*RECORD EXCERPTS*:
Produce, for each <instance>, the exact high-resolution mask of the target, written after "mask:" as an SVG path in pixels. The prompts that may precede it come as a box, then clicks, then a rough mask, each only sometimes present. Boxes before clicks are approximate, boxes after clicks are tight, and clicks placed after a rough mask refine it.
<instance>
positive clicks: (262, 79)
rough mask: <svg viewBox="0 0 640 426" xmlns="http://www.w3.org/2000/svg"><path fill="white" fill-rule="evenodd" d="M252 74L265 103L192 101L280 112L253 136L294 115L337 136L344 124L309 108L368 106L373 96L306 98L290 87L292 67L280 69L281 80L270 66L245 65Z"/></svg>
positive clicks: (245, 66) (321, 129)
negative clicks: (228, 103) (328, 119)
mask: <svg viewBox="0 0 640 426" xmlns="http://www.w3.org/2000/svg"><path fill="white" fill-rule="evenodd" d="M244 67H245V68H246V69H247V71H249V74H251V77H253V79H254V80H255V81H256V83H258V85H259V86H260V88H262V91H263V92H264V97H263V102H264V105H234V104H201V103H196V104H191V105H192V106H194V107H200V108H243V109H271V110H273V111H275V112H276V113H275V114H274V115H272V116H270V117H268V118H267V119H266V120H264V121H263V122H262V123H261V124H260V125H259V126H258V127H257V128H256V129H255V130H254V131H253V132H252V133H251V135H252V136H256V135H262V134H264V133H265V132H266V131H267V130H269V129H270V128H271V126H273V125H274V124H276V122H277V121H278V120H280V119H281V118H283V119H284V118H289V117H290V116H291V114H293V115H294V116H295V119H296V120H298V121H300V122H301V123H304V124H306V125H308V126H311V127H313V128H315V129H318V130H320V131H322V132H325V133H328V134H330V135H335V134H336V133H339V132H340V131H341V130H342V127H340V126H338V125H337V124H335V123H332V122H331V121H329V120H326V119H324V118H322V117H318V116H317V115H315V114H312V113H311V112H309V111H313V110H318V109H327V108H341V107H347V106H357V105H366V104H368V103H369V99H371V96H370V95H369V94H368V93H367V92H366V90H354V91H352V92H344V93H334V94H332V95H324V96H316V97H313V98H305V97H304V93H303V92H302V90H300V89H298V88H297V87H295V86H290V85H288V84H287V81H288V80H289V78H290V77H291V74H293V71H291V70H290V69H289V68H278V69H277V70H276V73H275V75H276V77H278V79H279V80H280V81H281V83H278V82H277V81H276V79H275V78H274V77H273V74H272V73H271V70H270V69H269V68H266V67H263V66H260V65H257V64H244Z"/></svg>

*REQUEST*: Copy out all the entries again, putting "draft mask" wherever "rough mask" appears and keeping everything else the same.

*ANSWER BELOW*:
Produce, for each <instance>, the exact high-resolution mask of the target, written after "mask:" as an SVG path in pixels. The prompts that may precede it come as a box, then clicks, then a draft mask, each only sometimes present. Boxes before clicks are approximate, boxes after clicks are tight, and clicks placed after a draft mask refine it.
<instance>
positive clicks: (262, 79)
draft mask: <svg viewBox="0 0 640 426" xmlns="http://www.w3.org/2000/svg"><path fill="white" fill-rule="evenodd" d="M252 74L265 103L192 101L280 112L253 136L294 115L337 136L344 124L309 108L368 106L373 96L306 98L290 87L292 67L280 69L281 80L270 66L245 65Z"/></svg>
positive clicks: (245, 66) (321, 129)
negative clicks: (228, 103) (328, 119)
mask: <svg viewBox="0 0 640 426" xmlns="http://www.w3.org/2000/svg"><path fill="white" fill-rule="evenodd" d="M244 67H245V68H246V69H247V71H249V74H251V77H253V79H254V80H255V81H256V83H258V85H259V86H260V88H262V91H263V92H264V97H263V102H264V105H234V104H201V103H196V104H191V105H192V106H194V107H200V108H243V109H271V110H273V111H275V112H276V113H275V114H274V115H272V116H270V117H268V118H267V119H266V120H264V121H263V122H262V123H261V124H260V125H259V126H258V127H257V128H256V129H255V130H254V131H253V132H252V133H251V135H252V136H256V135H262V134H264V133H265V132H266V131H267V130H269V129H270V128H271V126H273V125H274V124H276V122H277V121H278V120H280V119H281V118H283V119H284V118H289V117H290V116H291V114H293V115H294V116H295V119H296V120H298V121H300V122H301V123H304V124H306V125H308V126H311V127H313V128H315V129H318V130H320V131H322V132H325V133H328V134H330V135H335V134H336V133H339V132H340V131H341V130H342V127H340V126H338V125H337V124H335V123H332V122H331V121H329V120H326V119H324V118H322V117H318V116H317V115H315V114H312V113H311V112H309V111H313V110H318V109H327V108H341V107H347V106H357V105H366V104H368V103H369V99H371V96H370V95H369V94H368V93H367V92H366V90H354V91H352V92H344V93H334V94H332V95H324V96H316V97H313V98H305V97H304V93H303V92H302V90H300V89H298V88H297V87H295V86H290V85H288V84H287V81H288V80H289V78H290V77H291V74H293V71H291V70H290V69H289V68H278V69H277V70H276V73H275V75H276V77H278V79H279V80H280V81H281V83H278V82H277V81H276V79H275V78H274V77H273V74H272V73H271V70H270V69H269V68H266V67H263V66H260V65H257V64H244Z"/></svg>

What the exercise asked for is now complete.